Raw data

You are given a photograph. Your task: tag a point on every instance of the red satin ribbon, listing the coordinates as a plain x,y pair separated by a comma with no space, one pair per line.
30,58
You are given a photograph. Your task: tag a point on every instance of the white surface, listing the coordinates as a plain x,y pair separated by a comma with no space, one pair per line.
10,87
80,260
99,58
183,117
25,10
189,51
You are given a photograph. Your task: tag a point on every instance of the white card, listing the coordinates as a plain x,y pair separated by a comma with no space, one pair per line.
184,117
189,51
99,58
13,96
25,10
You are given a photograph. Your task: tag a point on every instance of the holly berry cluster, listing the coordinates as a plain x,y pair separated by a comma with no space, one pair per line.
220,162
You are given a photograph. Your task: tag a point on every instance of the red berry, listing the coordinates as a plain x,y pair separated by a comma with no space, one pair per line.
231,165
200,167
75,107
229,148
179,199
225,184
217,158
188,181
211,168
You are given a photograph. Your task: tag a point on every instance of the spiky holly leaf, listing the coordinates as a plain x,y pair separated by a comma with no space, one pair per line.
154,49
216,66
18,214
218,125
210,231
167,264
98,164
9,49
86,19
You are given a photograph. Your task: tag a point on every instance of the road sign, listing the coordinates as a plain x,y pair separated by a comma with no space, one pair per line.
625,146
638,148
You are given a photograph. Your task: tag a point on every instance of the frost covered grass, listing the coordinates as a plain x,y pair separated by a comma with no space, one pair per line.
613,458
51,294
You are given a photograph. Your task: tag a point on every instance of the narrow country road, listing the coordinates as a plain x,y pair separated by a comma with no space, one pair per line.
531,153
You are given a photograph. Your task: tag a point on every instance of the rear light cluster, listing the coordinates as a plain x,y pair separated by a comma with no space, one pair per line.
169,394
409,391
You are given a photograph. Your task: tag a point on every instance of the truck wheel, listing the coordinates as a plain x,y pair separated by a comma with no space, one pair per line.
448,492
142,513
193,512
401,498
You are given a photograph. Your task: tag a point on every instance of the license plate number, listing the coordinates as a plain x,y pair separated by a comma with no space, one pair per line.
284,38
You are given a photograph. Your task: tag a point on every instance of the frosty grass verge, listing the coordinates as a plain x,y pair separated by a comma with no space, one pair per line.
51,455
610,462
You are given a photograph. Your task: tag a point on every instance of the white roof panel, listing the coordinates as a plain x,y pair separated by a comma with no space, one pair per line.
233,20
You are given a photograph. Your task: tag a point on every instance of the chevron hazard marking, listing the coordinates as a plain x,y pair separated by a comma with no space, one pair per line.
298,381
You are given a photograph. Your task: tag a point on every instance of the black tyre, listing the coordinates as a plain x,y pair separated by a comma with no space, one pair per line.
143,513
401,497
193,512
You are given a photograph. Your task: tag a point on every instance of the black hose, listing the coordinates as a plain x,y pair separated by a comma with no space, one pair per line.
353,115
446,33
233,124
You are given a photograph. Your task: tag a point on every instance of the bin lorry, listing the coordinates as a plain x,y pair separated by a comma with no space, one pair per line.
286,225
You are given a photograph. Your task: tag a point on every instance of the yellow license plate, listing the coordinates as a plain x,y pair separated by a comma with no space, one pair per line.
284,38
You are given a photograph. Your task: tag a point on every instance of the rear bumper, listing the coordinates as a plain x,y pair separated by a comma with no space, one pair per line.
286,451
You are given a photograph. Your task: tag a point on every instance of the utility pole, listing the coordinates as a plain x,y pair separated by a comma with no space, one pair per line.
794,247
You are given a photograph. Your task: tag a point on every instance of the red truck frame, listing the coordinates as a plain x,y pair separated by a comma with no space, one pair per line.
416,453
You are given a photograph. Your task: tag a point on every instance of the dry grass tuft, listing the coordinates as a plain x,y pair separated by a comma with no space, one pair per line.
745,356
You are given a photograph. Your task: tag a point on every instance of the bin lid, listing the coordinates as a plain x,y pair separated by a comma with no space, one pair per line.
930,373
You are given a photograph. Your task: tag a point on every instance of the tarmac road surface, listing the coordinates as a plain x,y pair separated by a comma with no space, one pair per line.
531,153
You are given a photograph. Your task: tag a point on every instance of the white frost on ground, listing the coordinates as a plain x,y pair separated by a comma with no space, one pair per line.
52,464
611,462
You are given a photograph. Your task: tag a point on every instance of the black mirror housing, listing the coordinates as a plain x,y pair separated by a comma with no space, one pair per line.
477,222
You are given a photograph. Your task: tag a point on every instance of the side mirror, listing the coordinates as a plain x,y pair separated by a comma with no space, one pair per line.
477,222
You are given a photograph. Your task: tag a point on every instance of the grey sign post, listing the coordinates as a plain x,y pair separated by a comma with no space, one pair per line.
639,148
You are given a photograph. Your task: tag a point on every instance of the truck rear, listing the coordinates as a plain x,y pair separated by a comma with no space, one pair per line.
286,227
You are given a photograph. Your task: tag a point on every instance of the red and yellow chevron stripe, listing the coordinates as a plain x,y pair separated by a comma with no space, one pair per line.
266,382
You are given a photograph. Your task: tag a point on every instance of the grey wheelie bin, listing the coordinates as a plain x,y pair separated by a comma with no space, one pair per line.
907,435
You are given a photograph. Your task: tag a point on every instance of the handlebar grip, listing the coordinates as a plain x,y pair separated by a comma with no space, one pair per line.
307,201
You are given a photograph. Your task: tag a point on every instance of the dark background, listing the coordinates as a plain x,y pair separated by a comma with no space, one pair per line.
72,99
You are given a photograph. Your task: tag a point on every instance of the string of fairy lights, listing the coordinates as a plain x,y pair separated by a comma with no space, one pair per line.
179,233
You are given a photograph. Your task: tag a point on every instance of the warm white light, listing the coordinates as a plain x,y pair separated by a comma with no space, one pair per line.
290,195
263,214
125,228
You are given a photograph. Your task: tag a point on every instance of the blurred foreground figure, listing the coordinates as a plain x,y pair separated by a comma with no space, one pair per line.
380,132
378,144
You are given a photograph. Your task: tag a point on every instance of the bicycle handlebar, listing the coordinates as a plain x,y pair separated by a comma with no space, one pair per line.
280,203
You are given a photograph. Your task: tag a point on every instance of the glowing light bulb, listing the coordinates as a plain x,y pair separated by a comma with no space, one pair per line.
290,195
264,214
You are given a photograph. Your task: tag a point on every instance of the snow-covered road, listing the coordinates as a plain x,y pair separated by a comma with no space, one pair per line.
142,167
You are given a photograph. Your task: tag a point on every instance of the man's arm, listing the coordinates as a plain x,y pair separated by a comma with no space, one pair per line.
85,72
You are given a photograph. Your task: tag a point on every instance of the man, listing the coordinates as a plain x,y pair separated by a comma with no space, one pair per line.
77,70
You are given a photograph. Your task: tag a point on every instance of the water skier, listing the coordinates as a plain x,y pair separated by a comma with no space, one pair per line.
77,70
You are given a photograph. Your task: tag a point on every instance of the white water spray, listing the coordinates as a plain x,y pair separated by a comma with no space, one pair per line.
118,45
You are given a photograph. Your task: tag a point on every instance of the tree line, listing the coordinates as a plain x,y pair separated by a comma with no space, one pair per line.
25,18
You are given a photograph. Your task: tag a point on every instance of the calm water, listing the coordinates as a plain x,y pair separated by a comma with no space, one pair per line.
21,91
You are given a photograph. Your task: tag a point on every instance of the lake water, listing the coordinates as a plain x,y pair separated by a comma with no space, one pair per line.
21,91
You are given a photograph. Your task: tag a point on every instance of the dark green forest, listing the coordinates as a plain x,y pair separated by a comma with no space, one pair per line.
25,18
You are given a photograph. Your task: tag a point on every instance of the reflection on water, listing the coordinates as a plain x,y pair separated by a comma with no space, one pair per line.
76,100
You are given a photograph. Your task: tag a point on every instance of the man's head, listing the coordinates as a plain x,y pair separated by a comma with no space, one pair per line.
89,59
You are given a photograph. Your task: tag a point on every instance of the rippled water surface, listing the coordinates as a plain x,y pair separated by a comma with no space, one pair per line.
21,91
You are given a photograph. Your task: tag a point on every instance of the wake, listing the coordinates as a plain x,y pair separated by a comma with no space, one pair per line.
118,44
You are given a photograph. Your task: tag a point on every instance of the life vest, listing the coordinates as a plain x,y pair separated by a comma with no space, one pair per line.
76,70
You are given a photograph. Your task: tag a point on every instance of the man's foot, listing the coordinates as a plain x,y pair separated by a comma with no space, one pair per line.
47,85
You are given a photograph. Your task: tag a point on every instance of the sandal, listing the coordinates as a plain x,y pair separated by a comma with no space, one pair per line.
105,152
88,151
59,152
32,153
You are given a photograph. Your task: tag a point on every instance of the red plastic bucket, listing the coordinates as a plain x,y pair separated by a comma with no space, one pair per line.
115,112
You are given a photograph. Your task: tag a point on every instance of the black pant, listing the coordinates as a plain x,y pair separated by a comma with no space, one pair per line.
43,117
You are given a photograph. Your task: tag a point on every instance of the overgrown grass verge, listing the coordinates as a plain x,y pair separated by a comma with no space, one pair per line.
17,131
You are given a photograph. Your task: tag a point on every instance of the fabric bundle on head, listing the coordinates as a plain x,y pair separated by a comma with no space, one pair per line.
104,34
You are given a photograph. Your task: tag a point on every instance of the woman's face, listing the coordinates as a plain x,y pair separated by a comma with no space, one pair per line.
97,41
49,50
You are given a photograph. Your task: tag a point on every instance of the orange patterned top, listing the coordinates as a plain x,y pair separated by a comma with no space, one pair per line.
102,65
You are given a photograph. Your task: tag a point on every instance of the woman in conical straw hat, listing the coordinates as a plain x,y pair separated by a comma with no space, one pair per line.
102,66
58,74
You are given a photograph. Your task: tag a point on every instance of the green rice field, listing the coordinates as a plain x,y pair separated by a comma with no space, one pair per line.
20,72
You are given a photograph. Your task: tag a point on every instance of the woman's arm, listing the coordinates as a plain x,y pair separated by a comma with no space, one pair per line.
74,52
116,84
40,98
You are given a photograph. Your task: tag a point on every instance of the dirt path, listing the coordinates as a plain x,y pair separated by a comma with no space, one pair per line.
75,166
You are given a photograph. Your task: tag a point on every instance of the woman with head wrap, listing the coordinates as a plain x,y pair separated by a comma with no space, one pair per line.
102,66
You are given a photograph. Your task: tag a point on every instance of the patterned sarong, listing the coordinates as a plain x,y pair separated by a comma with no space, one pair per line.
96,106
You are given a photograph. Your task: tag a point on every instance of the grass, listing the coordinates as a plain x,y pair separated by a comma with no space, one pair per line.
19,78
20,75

Prompt
From the line containing "of the overgrown" down to the final line of the data, write out every line exactly; both the first and last of these belong in your answer, and nothing else does.

Answer to the problem
You are given a photograph. Your task: tag a point on every instance of the overgrown grass verge, listing the coordinates as a plain x,y pair separated by a comma with no space, one pair per line.
17,131
You are given a photograph. Your task: tag a point on every instance of the fabric bundle on head, listing the coordinates as a plain x,y pair separated by a comma with no space, one pair per line.
104,34
You are given a photograph. Your task: tag a point on every instance of the woman's face, listing the coordinates as a plain x,y pair separated by a comma with no space, one pair per line.
97,41
49,50
You are given a photograph. Your task: tag a point on every instance of the orange patterned top, listing the coordinates as a plain x,y pair separated by a comma with no space, one pair per line.
102,65
You are given a photograph. Your task: tag a point on every instance of the woman in conical straw hat, listing the coordinates as a plain x,y pair separated by a comma with no space, one pair per line.
102,66
58,74
You are given a photograph. Your task: tag a point on every instance of the green rice field, listing the coordinates as a plain x,y pair separated by a comma with no space, one pair per line.
20,72
You are given a photograph. Your task: tag a point on every instance of the woman's arm, listing the coordinates as a plain x,y pair separated by a comma with no space, one pair per line.
74,52
116,84
40,98
You are given a photograph. Your task: tag a point on every instance of the dirt path, listing the coordinates as a plain x,y pair separated by a comma with no space, one pair per line.
75,166
You are given a photograph. Your task: tag a point on every instance of the woman with head wrap, listing the coordinates as a plain x,y pair separated by a comma with no space, one pair per line.
102,66
You are given a photograph. Your task: tag a point on every instance of the patterned sarong, listing the coordinates as a plain x,y pair separated by a comma with no space, one pair per line.
96,106
You are given a photograph. Your task: tag a point on every instance of the grass, listing the coordinates as a plain x,y pair separated by a comma with no space, one pair per line.
19,78
20,75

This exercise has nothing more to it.